> _STATED EXERCISE_
Shift the answer coordinates in the records below by adding 147 to each of their numbers. Copy every line from the line containing "Where can the white sidewalk" through the end of the records, requests included, and leave the sample coordinates in the requests as they are.

Point placement records:
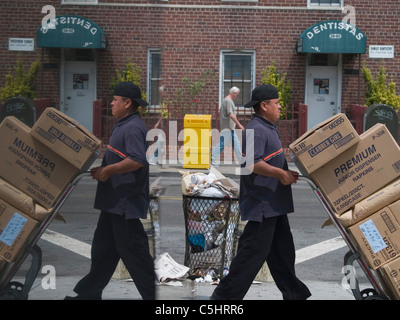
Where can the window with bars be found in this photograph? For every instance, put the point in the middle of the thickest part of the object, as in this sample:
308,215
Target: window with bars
154,77
238,70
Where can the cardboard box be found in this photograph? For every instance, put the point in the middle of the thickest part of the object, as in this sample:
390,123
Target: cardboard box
378,236
67,137
15,228
361,170
391,275
324,141
376,201
30,166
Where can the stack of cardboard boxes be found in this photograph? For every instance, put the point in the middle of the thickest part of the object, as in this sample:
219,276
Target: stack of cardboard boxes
36,166
359,177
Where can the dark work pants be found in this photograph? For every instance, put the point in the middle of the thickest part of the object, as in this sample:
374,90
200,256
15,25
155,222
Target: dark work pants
116,237
270,240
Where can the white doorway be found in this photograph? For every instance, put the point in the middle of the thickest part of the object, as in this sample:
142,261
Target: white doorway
79,86
323,87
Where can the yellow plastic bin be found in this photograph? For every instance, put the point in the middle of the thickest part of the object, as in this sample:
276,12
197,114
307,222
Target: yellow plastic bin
197,141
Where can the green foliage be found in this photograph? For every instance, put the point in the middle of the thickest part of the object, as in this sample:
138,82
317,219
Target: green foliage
131,72
21,82
271,76
379,90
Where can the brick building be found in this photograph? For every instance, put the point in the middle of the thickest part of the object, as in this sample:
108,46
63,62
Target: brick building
175,39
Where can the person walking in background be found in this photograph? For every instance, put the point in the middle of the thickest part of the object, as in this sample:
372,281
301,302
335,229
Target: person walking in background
123,197
265,200
228,122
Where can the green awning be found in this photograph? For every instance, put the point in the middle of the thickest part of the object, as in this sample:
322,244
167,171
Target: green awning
71,32
332,37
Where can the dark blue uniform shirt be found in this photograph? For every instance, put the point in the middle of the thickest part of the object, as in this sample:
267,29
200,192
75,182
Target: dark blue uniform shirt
126,194
262,196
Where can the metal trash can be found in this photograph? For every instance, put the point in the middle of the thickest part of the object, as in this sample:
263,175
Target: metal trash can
210,225
197,141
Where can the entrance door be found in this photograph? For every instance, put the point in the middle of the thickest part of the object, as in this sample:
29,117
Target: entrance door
80,91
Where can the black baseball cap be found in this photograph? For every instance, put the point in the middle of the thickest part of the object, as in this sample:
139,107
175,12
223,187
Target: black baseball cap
129,90
262,93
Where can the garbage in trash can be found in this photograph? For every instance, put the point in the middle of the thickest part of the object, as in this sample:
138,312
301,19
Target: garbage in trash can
381,113
151,227
211,212
197,141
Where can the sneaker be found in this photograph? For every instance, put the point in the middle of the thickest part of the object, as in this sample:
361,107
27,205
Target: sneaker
153,161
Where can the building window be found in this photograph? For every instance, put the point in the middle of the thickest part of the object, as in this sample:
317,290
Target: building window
312,3
238,70
154,77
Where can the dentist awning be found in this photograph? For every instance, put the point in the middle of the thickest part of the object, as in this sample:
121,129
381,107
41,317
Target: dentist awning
332,37
71,32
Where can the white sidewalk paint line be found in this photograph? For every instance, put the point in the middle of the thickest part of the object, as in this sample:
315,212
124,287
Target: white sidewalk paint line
318,249
68,243
302,255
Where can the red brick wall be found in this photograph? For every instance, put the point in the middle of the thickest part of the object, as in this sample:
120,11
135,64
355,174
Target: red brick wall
191,38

> _THE REPLY_
Where can the white sidewalk paint line be found in this photograph? For every instance, put the point in the middle of the thickest part of the object, as in this sample:
315,212
124,287
Target: white sidewalk paint line
465,396
215,390
449,402
Where can the red brick wall be found in this photograph? For every instance, put the point in the middle of the thickest part of the object, as in this sample:
120,11
135,64
355,174
Target: red brick wall
338,185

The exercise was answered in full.